▸ Work to be completed:
Using the entries below, return word for word the lines from the one containing "Reviewer note: verify one keypoint per instance of the paved" up to and including the last.

Location identification entries
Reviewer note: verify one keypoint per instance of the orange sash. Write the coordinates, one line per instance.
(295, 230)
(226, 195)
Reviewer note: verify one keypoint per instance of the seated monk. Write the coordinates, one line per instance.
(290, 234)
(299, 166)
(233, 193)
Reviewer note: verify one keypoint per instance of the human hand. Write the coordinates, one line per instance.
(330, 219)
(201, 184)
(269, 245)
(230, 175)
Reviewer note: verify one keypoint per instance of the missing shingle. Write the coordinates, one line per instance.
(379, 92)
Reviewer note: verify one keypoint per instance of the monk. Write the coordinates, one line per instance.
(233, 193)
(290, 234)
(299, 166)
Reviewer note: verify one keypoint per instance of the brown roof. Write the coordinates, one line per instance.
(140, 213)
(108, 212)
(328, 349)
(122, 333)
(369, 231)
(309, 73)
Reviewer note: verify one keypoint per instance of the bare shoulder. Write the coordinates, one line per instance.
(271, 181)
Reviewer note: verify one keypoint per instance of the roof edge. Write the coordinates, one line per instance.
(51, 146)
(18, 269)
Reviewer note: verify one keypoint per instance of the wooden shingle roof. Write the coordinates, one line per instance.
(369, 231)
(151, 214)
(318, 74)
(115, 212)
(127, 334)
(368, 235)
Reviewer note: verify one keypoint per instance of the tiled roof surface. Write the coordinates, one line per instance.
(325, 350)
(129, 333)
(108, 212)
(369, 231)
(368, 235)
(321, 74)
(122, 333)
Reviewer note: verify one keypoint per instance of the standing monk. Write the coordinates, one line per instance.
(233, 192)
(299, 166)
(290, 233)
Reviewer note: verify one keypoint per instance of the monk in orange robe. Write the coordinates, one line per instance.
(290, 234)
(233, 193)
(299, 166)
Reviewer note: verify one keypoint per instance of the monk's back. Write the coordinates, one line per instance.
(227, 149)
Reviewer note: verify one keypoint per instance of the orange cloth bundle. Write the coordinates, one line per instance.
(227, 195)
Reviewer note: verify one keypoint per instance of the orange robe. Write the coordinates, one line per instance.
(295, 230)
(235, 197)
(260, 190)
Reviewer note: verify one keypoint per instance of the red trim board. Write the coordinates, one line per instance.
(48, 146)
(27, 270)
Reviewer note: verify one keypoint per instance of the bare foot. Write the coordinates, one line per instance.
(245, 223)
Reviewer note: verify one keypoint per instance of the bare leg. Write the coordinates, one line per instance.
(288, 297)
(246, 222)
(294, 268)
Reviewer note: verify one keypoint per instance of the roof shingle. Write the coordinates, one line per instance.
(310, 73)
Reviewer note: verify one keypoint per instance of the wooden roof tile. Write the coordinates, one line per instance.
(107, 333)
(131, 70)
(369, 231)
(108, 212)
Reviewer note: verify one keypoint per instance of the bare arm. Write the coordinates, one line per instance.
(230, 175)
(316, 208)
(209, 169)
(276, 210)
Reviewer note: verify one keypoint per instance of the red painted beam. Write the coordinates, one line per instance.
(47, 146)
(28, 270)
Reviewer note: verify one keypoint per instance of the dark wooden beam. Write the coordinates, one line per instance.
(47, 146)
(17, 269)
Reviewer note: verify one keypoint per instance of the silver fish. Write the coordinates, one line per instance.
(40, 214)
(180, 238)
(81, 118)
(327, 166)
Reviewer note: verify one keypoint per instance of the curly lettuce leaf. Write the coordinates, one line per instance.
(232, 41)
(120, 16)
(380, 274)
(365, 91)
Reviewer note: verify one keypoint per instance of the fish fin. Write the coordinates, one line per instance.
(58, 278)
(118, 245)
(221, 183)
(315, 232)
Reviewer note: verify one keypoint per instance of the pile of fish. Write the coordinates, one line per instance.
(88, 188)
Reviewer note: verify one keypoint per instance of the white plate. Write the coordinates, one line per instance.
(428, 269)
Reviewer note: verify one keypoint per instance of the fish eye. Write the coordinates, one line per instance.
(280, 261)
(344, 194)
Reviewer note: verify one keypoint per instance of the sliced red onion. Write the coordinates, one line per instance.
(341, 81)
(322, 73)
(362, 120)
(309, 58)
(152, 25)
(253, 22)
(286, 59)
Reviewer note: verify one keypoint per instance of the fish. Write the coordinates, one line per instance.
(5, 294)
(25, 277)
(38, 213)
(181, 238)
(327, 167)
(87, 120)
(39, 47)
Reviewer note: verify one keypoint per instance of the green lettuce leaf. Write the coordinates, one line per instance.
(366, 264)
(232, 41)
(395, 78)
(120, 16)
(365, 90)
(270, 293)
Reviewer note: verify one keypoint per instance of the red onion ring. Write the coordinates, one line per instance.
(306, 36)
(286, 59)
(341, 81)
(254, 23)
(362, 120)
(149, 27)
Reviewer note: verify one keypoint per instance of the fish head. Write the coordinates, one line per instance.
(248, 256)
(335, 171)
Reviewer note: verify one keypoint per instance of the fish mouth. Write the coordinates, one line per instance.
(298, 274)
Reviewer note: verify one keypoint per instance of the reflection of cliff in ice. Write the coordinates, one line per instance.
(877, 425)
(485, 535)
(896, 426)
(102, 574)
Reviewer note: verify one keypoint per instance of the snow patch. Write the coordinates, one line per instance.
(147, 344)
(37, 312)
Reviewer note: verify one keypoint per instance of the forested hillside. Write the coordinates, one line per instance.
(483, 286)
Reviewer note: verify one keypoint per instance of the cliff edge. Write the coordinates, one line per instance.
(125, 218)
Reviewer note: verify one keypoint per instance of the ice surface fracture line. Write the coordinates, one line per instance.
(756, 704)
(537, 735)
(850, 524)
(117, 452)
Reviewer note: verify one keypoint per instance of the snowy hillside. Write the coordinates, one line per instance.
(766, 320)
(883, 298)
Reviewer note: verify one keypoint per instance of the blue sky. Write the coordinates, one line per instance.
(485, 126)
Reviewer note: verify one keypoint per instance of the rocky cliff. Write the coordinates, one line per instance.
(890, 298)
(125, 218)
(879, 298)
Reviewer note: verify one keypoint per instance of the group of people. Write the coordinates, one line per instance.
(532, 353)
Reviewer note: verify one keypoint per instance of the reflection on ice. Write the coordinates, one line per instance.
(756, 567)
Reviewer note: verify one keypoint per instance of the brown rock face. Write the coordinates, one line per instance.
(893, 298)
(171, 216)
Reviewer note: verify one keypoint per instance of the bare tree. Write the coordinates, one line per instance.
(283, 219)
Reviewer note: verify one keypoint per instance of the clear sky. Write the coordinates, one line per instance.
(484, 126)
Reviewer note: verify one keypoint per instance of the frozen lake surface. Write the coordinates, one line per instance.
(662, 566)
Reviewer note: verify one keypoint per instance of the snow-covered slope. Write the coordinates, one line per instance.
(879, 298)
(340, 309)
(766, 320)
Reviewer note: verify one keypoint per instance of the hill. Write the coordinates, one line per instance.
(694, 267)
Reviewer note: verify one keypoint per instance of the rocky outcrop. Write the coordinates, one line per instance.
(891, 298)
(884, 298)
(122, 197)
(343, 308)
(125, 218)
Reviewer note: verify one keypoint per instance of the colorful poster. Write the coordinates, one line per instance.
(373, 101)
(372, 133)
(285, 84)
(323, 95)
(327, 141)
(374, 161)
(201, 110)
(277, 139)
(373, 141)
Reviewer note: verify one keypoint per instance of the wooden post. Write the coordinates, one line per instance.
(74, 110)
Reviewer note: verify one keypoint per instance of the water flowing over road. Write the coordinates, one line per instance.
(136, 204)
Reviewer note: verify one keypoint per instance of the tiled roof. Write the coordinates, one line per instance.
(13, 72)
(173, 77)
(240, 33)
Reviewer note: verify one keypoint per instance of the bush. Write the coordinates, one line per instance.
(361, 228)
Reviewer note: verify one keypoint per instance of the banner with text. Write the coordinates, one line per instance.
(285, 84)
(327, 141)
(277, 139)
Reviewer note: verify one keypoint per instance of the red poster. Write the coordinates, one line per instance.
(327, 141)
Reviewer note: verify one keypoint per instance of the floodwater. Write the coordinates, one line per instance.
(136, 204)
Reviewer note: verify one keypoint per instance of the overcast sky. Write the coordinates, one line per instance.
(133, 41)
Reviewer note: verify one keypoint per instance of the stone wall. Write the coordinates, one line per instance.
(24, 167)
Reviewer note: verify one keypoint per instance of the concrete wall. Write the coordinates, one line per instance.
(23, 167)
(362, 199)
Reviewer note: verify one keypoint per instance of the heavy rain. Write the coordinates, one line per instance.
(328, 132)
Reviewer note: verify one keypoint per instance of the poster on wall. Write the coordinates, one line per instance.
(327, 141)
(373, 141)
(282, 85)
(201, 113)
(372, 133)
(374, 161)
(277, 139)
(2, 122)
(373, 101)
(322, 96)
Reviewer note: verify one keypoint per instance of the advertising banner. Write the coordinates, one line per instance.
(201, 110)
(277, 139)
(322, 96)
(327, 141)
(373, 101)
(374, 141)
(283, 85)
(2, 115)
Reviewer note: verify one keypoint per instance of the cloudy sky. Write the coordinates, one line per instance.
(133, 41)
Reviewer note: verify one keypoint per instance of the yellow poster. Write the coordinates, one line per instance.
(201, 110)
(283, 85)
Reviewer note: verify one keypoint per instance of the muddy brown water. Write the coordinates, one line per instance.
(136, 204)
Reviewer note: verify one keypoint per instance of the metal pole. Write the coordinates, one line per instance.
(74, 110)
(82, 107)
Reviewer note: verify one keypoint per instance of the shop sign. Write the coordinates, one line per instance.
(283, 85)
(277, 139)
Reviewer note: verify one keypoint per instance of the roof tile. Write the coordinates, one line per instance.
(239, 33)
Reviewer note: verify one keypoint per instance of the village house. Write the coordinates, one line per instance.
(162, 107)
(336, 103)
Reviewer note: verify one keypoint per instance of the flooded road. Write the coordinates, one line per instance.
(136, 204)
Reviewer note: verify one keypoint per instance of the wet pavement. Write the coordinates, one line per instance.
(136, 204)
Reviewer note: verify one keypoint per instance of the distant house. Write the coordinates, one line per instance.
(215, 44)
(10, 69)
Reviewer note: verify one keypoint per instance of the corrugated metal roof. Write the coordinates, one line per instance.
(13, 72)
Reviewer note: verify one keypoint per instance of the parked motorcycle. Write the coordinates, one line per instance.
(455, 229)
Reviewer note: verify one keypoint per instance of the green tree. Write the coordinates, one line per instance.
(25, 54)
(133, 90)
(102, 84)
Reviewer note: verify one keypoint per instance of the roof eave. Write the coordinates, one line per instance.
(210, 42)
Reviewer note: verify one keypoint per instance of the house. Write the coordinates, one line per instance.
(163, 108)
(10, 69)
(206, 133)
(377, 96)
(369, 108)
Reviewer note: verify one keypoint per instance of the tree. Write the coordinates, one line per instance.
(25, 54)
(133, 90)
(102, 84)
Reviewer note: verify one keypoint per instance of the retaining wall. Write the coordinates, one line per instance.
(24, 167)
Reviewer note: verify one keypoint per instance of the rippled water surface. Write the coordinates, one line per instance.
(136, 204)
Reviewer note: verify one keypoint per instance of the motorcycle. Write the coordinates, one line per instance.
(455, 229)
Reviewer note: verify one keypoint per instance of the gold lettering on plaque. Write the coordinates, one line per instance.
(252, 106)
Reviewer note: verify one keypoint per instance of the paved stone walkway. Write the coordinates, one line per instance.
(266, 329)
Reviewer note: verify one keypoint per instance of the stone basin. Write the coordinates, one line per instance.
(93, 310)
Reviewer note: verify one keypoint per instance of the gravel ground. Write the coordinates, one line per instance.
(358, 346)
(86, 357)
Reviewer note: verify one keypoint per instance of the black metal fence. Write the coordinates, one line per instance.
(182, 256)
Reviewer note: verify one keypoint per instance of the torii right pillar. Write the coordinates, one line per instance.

▸ Reply:
Reviewer note: verify one keypoint per instance of the paved stone walkway. Write the coordinates, one line per instance.
(266, 329)
Reviewer note: verify one keypoint per instance of the stone basin. Write the coordinates, one line per instance.
(93, 310)
Reviewer note: verify one keypoint per instance of the gravel ground. Write the coordinates, one line per instance.
(358, 346)
(86, 357)
Reviewer note: verify one keypoint per instance of the black metal fence. Write the coordinates, one line per instance.
(182, 256)
Reviewer note: verify one keypoint per instance of the torii right pillar. Write the coordinates, one line per instance.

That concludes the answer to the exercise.